> What the task asks
Every entry below is to be copied exactly, with nothing omitted.

Natural-language object grounding data

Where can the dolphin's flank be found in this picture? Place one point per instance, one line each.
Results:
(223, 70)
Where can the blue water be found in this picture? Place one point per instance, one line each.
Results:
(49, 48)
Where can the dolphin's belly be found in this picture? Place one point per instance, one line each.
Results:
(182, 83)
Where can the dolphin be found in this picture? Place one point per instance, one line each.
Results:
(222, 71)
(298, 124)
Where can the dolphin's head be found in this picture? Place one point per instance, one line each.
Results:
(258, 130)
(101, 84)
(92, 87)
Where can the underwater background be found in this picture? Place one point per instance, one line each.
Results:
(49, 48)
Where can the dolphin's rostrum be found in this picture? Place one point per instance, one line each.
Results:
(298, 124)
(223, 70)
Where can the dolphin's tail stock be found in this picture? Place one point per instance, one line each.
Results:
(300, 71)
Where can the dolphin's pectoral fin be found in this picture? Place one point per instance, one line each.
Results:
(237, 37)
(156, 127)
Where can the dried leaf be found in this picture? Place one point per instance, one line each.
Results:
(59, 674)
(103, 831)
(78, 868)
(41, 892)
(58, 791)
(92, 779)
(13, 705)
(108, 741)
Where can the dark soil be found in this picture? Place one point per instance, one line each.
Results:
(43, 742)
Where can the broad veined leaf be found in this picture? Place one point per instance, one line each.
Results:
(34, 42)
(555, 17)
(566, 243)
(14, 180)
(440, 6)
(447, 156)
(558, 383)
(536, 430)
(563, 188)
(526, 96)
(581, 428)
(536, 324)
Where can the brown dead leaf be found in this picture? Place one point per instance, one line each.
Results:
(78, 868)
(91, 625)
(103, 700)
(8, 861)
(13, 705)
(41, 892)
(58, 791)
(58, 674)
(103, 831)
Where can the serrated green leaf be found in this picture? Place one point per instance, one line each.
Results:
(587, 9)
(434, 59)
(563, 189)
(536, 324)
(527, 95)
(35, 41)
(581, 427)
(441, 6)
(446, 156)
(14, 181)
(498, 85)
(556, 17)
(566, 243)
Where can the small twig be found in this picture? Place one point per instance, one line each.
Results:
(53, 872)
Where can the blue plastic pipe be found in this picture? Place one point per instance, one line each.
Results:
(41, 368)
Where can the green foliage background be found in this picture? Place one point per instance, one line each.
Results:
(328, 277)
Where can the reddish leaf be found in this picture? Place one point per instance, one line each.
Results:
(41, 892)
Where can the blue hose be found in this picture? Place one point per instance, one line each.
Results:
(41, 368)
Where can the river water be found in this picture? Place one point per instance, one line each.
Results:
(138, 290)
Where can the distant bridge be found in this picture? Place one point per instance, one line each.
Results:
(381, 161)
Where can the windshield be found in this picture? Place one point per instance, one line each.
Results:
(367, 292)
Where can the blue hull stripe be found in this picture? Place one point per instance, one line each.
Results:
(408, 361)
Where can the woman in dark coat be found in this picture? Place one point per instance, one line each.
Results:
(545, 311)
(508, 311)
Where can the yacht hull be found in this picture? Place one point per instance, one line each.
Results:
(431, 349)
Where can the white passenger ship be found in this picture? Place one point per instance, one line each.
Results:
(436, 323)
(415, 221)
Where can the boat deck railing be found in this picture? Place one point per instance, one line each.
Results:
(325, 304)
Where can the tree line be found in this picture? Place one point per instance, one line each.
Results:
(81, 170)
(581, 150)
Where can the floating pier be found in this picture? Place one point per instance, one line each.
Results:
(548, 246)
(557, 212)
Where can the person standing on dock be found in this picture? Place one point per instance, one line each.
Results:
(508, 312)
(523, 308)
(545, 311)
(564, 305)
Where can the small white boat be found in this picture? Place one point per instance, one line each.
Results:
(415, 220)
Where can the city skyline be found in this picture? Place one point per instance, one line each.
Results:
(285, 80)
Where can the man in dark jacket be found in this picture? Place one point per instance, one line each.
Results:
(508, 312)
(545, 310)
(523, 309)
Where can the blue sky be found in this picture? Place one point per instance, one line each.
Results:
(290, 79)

> Output of the exercise
Where can the dolphin's flank be found in this picture? Place one point per instance, one line each.
Results:
(223, 70)
Where can the blue water be found in this picture? Place one point per instance, one line each.
Results:
(49, 48)
Where can the dolphin's belly be found in this picture? Place one point per instance, one line each.
Results:
(182, 83)
Where can the dolphin be found in this picture? Place one point per instance, one line each.
Results:
(222, 71)
(298, 124)
Where can the dolphin's head be found in this picture? Place one point per instance, one line each.
Results:
(258, 130)
(101, 84)
(92, 87)
Where can the underwater background be found in this picture? Place one point per instance, one line each.
Results:
(49, 48)
Where can the dolphin's rostrum be found in this picture? Place one point per instance, one line each.
Results:
(298, 124)
(223, 70)
Where can the dolphin's tail stock be found in this picture? Place one point per instance, one line each.
Results:
(300, 71)
Where can the dolphin's pectoral fin be found in this picture? Place one point per instance, one line each.
Results:
(237, 37)
(156, 127)
Where can the dried leaf be found in this picture? Place one point per instance, one line each.
Results:
(59, 674)
(103, 831)
(78, 868)
(41, 892)
(58, 791)
(92, 779)
(13, 705)
(108, 741)
Where can the dark soil be found in this picture? Place one point per instance, one line each.
Results:
(43, 742)
Where can the broad veined leaf be found in this picture? Place one point per instance, one line each.
Results:
(34, 42)
(555, 17)
(566, 243)
(14, 180)
(440, 6)
(447, 156)
(558, 383)
(536, 430)
(563, 188)
(526, 96)
(581, 428)
(536, 324)
Where can the brown dead leaf be found in this picture? Place one point per instance, one line each.
Results:
(78, 868)
(91, 625)
(103, 700)
(8, 861)
(13, 705)
(41, 892)
(58, 791)
(58, 674)
(103, 831)
Where can the serrated green leaf be found in this picture? Place one point per instance, one line each.
Results:
(587, 9)
(434, 59)
(563, 189)
(536, 324)
(527, 95)
(35, 41)
(581, 427)
(441, 6)
(446, 156)
(14, 181)
(498, 85)
(556, 17)
(566, 243)
Where can the small twig be found in this picture? Place one point per instance, one line each.
Results:
(53, 872)
Where can the blue plastic pipe be found in this picture? Place one point per instance, one line each.
Results:
(41, 368)
Where can the green foliage background be found in this picture? Place one point per instance, one line each.
Results:
(328, 277)
Where can the reddish leaf be found in this picture? Place one point per instance, one line each.
Results:
(41, 892)
Where can the blue hose be found in this picture? Place one point per instance, one line each.
Results:
(41, 368)
Where can the river water be found in this picture? Place one point per instance, one line each.
Results:
(138, 290)
Where can the distant bridge be found in this picture? Place one point per instance, one line each.
Results:
(381, 161)
Where can the windshield be found in this picture? Place one point per instance, one line each.
Results:
(367, 292)
Where can the blue hull stripe be found in this picture? Place one point per instance, one line each.
Results:
(408, 361)
Where can the woman in dark coat be found in this picture? Place one point per instance, one line each.
Results:
(545, 311)
(508, 311)
Where can the yacht hull be found in this picture? Place one point per instance, one line each.
Results:
(431, 349)
Where can the white passenger ship be found in this picture? Place one point per instance, one line each.
Results:
(436, 323)
(415, 221)
Where can the boat deck railing be found in this picture? Place one point per instance, one line each.
Results:
(325, 304)
Where can the tree line be found in this picture? Place one point per instance, one line each.
Results:
(81, 170)
(581, 150)
Where can the floating pier be found in this picture? Place one point per instance, one line each.
Results:
(548, 246)
(557, 212)
Where can the person standing on dock be found in this picture? Place one point per instance, one line each.
Results:
(508, 312)
(523, 308)
(545, 311)
(564, 305)
Where can the small white boat be found in this picture? Place one point per instance, one line each.
Results:
(415, 220)
Where can the city skyline be found in this picture? Place one point per instance, one line each.
Results:
(285, 80)
Where can the man in dark jacket be found in this picture? Place one point per instance, one line each.
Results:
(508, 312)
(545, 310)
(523, 309)
Where can the blue sky be found in this picture? Place one point per instance, one line each.
Results:
(290, 79)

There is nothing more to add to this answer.